▶ Listed records

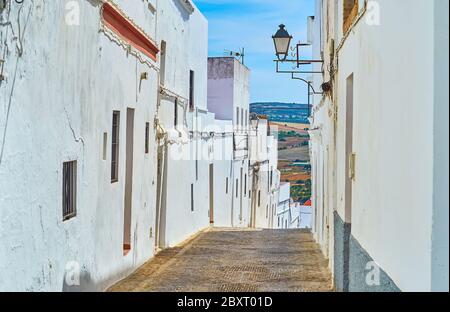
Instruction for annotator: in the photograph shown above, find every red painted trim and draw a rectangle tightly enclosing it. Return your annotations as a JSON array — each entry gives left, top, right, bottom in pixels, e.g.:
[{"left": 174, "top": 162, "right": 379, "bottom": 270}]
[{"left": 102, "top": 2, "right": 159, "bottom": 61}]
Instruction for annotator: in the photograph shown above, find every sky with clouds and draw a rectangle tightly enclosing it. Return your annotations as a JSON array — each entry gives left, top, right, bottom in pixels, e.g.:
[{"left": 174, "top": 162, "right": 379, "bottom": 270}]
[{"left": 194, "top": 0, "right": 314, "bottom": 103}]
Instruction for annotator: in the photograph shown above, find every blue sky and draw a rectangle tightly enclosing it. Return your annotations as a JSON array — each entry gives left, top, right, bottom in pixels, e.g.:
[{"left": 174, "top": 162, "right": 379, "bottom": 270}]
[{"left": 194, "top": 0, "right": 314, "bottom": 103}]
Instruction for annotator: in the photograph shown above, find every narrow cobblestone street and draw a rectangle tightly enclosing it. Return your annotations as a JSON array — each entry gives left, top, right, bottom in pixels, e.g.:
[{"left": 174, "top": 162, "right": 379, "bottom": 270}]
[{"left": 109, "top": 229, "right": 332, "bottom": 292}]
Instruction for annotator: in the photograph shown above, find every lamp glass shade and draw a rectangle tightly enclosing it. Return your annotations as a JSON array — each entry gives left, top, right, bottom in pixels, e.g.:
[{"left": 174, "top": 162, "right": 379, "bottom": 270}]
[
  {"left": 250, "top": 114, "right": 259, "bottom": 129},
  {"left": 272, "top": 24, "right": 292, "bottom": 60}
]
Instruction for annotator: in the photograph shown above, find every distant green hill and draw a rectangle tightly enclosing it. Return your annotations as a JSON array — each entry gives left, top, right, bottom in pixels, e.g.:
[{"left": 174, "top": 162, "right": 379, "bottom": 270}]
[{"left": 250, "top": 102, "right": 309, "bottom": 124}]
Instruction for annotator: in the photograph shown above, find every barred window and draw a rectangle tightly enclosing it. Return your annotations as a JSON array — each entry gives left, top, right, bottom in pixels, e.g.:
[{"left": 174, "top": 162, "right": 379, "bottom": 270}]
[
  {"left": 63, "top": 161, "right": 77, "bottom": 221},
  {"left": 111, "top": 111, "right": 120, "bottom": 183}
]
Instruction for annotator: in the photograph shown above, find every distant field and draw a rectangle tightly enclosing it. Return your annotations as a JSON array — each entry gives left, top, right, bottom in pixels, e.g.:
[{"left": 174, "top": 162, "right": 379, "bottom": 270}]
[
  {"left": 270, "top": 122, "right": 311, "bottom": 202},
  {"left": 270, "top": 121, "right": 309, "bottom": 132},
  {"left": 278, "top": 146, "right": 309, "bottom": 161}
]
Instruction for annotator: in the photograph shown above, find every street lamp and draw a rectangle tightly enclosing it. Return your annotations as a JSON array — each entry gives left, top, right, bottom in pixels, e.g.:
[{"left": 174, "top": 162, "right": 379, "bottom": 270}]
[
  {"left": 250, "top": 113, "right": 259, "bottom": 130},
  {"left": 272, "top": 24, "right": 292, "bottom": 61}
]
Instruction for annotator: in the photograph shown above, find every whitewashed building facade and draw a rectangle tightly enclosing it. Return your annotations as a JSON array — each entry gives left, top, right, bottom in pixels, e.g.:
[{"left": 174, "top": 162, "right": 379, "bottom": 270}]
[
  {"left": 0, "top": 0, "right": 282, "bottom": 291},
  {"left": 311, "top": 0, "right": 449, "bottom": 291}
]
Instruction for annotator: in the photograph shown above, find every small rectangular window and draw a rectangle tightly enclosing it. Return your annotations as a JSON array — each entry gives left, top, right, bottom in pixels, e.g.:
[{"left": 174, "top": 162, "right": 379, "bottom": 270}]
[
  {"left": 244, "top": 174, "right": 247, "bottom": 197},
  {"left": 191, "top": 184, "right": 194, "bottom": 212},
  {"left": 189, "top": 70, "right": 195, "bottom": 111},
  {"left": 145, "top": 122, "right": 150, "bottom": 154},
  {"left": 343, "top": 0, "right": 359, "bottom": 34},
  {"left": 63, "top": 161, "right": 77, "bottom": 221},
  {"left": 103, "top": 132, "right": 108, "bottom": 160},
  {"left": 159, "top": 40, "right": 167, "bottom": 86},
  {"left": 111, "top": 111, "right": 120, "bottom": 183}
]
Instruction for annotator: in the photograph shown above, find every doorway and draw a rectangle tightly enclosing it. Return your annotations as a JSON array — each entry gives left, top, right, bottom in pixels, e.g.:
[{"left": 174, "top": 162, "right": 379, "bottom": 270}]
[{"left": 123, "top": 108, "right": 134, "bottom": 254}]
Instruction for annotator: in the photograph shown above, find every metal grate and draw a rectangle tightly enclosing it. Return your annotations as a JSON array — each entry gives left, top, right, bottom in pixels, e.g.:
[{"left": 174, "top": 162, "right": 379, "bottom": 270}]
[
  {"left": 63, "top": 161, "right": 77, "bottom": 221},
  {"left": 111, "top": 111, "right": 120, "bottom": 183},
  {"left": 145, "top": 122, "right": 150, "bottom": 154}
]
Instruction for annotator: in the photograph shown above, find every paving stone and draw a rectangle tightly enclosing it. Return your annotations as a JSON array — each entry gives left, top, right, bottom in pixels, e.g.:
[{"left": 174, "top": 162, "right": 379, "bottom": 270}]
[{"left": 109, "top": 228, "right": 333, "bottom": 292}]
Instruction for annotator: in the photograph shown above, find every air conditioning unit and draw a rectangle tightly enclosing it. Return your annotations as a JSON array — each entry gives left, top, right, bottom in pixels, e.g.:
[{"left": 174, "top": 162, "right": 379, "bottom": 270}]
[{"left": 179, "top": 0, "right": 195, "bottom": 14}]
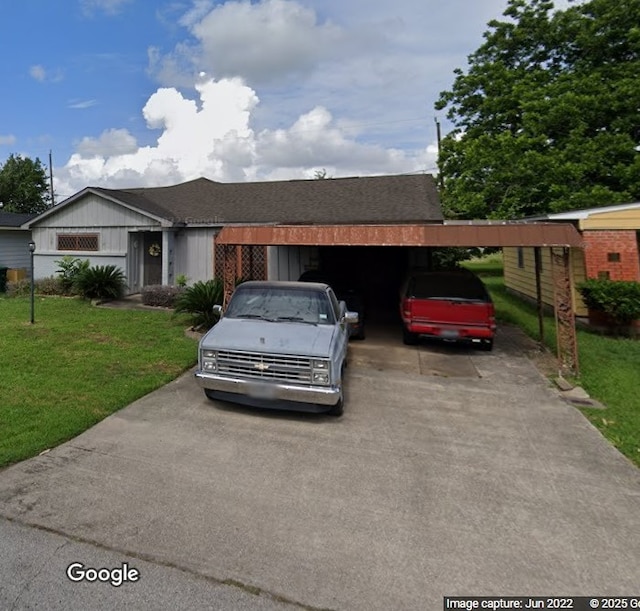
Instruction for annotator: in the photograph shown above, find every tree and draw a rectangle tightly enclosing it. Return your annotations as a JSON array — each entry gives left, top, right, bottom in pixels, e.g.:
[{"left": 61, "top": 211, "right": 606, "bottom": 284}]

▶ Task brief
Print the records above exactly as they stand, but leave out the pictures.

▶ Result
Instruction for annotator: in the photograph shown above, find every red painted trim and draw a rectangle tightly enclosing it. Return your annotations as a JSON array — each entry gives left, top, right, bottom in pixels, e.g.:
[{"left": 174, "top": 162, "right": 379, "bottom": 270}]
[{"left": 102, "top": 2, "right": 159, "bottom": 61}]
Instruction for annotator: in the photograph shown above, find every sky with clouds and draw a rectangle tightly enclosing it. Return your annotations as a JSON array — each entry gives left, top, right, bottom in pixels, e.g.:
[{"left": 174, "top": 162, "right": 379, "bottom": 270}]
[{"left": 194, "top": 0, "right": 314, "bottom": 103}]
Instruction for annotator: in the photograph shown above, find every blue sky and draw a rectangle tightly enclosing it. Return your annotations as a JSON array — each entry gives left, top, right, bottom in pixels, e.g.:
[{"left": 174, "top": 162, "right": 379, "bottom": 270}]
[{"left": 194, "top": 0, "right": 314, "bottom": 103}]
Instruction for annotator: in the photograph shown above, find every narrow cobblestone street and draw a rectangle tightly enclosing it. Return your annotations as a JSON array — each entry gives left, top, right, bottom in pixels, e.g.:
[{"left": 174, "top": 162, "right": 379, "bottom": 270}]
[{"left": 109, "top": 229, "right": 332, "bottom": 292}]
Instruction for annotator: in the photograph shown above, find every lamp glass shade and draw a rectangle tightly enclosing it. Return your annotations as a JSON array — each entry gives left, top, right, bottom in pixels, e.g.:
[{"left": 174, "top": 162, "right": 379, "bottom": 270}]
[
  {"left": 250, "top": 114, "right": 259, "bottom": 129},
  {"left": 272, "top": 24, "right": 292, "bottom": 60}
]
Instruction for annotator: in the photograph shown above, find every distant green hill and draw a rectangle tightly enclosing it. Return your annotations as a JSON array — each entry gives left, top, right, bottom in pixels, e.g.:
[{"left": 174, "top": 162, "right": 379, "bottom": 270}]
[{"left": 250, "top": 102, "right": 309, "bottom": 124}]
Instruction for annotator: in the photograph shown above, find every barred window and draw a rectangle tightly enclosing it. Return your annotations as a JSON array — each entry gives left, top, right, bottom in pixels, e.g.:
[{"left": 174, "top": 162, "right": 379, "bottom": 270}]
[
  {"left": 63, "top": 161, "right": 77, "bottom": 221},
  {"left": 111, "top": 111, "right": 120, "bottom": 183}
]
Instruction for annotator: in the photograph shown above, find every distant field and draw a rectangle tightly enclosing it. Return your annotations as a JSON array — each entry gives left, top, right, bottom in pixels, e.g.:
[{"left": 174, "top": 162, "right": 379, "bottom": 270}]
[
  {"left": 270, "top": 122, "right": 311, "bottom": 202},
  {"left": 270, "top": 121, "right": 309, "bottom": 132},
  {"left": 278, "top": 146, "right": 309, "bottom": 161}
]
Instruction for annotator: in the photograph shown above, find every street lamp and draw a rectangle tightly enclosing it. Return your annotations as a JSON array — each entry gives left, top, right, bottom in pixels, e.g.:
[{"left": 174, "top": 162, "right": 379, "bottom": 270}]
[
  {"left": 250, "top": 113, "right": 259, "bottom": 130},
  {"left": 272, "top": 24, "right": 292, "bottom": 61}
]
Instruction for annotator: in the photograph shown above, find every whitewashed building facade and draw a rectangle tightly enclosing it. Return your annotations as a JSON array — each entry gives left, top, right, bottom in pixels, e.g.:
[{"left": 174, "top": 162, "right": 379, "bottom": 270}]
[
  {"left": 0, "top": 0, "right": 282, "bottom": 291},
  {"left": 311, "top": 0, "right": 449, "bottom": 291}
]
Instruction for annotator: in the photograph shown above, find every small rectangular window and draw a rectangle tightly enclosing it. Return your annotations as a JSON array — each entry gives left, top, right, bottom in pixels, e.g.:
[{"left": 174, "top": 162, "right": 379, "bottom": 270}]
[
  {"left": 244, "top": 174, "right": 247, "bottom": 197},
  {"left": 191, "top": 184, "right": 194, "bottom": 212},
  {"left": 189, "top": 70, "right": 195, "bottom": 111},
  {"left": 145, "top": 122, "right": 150, "bottom": 154},
  {"left": 343, "top": 0, "right": 359, "bottom": 34},
  {"left": 63, "top": 161, "right": 77, "bottom": 221},
  {"left": 103, "top": 132, "right": 108, "bottom": 160},
  {"left": 159, "top": 40, "right": 167, "bottom": 86},
  {"left": 111, "top": 111, "right": 120, "bottom": 183}
]
Instruction for annotator: in the photograph shown above, find every doorway and draw a rectangle tightly enclosing it. Return your annotations as a JSON array — each entry gives left, top, right, bottom in pixels, e.g.:
[{"left": 174, "top": 162, "right": 379, "bottom": 270}]
[{"left": 123, "top": 108, "right": 134, "bottom": 254}]
Instruction for annotator: in the photograph shown above, find every metal grate and draw a rectangle tightly enclosing it. Return your annotations as a JSON array — each entry gives left, top, right, bottom in pixels, e.g.:
[{"left": 174, "top": 162, "right": 379, "bottom": 270}]
[
  {"left": 63, "top": 161, "right": 77, "bottom": 221},
  {"left": 111, "top": 111, "right": 120, "bottom": 183},
  {"left": 145, "top": 122, "right": 150, "bottom": 154}
]
Instruction for annotator: in the photograph shown above, find every paving stone and draw a rectangle tightly enclosing it. Return your annotations as a JSON array — each entry gives left, top, right, bottom in pixels, e.g.:
[{"left": 174, "top": 162, "right": 379, "bottom": 270}]
[{"left": 109, "top": 228, "right": 333, "bottom": 292}]
Instruction for annotator: in the photograph shown above, find every air conditioning unit and draw a rectangle tightly enclosing it. Return your annotations as a JSON array — each entry gives left, top, right, bottom in pixels, e.g.:
[{"left": 174, "top": 162, "right": 379, "bottom": 270}]
[{"left": 179, "top": 0, "right": 195, "bottom": 14}]
Instruction for annotator: in the photograph shown above, find every tree and draw a rectangle tightly enclosing it. Return your annotations as a JSON array — each entry gives left, top, right, bottom in pixels, e.g.:
[{"left": 61, "top": 211, "right": 606, "bottom": 284}]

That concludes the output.